What the task asks:
Reproduce every entry exactly as given.

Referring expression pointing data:
==========
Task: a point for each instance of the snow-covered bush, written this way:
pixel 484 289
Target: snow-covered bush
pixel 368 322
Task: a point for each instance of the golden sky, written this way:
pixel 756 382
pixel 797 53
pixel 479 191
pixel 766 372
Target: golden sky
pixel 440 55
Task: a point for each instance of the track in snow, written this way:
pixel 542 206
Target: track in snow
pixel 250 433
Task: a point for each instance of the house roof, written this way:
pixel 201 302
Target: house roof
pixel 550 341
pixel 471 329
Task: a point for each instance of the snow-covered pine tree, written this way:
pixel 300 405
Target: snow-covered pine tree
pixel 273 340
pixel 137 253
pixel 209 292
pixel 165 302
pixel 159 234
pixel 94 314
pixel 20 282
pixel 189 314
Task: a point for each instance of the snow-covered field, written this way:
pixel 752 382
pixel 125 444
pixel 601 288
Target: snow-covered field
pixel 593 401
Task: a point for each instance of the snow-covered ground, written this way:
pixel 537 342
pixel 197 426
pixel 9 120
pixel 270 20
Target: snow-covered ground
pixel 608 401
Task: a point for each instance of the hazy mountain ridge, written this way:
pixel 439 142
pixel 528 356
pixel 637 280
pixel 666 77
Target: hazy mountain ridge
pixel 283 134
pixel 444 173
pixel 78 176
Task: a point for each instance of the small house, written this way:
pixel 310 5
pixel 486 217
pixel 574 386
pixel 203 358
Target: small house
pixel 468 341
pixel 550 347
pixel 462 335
==========
Exercise output:
Task: a point for each instance of the snow-covered bush, written this way:
pixel 484 289
Target: snow-covered bush
pixel 368 322
Task: a point for each instance of the golden sky, written this way:
pixel 756 382
pixel 797 53
pixel 479 191
pixel 766 372
Target: golden sky
pixel 440 55
Task: a point for each instance of the track in snow, written this way:
pixel 542 206
Target: track in snow
pixel 250 433
Task: a point for each instance of the house roof, written this way:
pixel 201 302
Target: house roof
pixel 550 341
pixel 471 329
Task: a point for each instance of the snow-covered pine tree, written this way:
pixel 300 405
Target: snow-covered pine tree
pixel 273 340
pixel 137 253
pixel 209 292
pixel 165 302
pixel 159 234
pixel 94 314
pixel 20 282
pixel 189 314
Task: a point for each instance of the snow-covered field, written this way:
pixel 752 382
pixel 125 444
pixel 601 288
Target: snow-covered field
pixel 593 401
Task: a point for each instance of the snow-covered ground, written this way:
pixel 537 342
pixel 197 426
pixel 9 120
pixel 270 20
Target: snow-covered ground
pixel 608 401
Task: a point for each instance of the hazy mountain ridge, written this way:
pixel 439 142
pixel 528 356
pixel 637 280
pixel 666 77
Target: hazy mountain ridge
pixel 283 134
pixel 444 173
pixel 78 176
Task: a point for each instance of the small house, written this way:
pixel 310 5
pixel 486 217
pixel 574 386
pixel 203 358
Target: small house
pixel 468 341
pixel 550 347
pixel 462 335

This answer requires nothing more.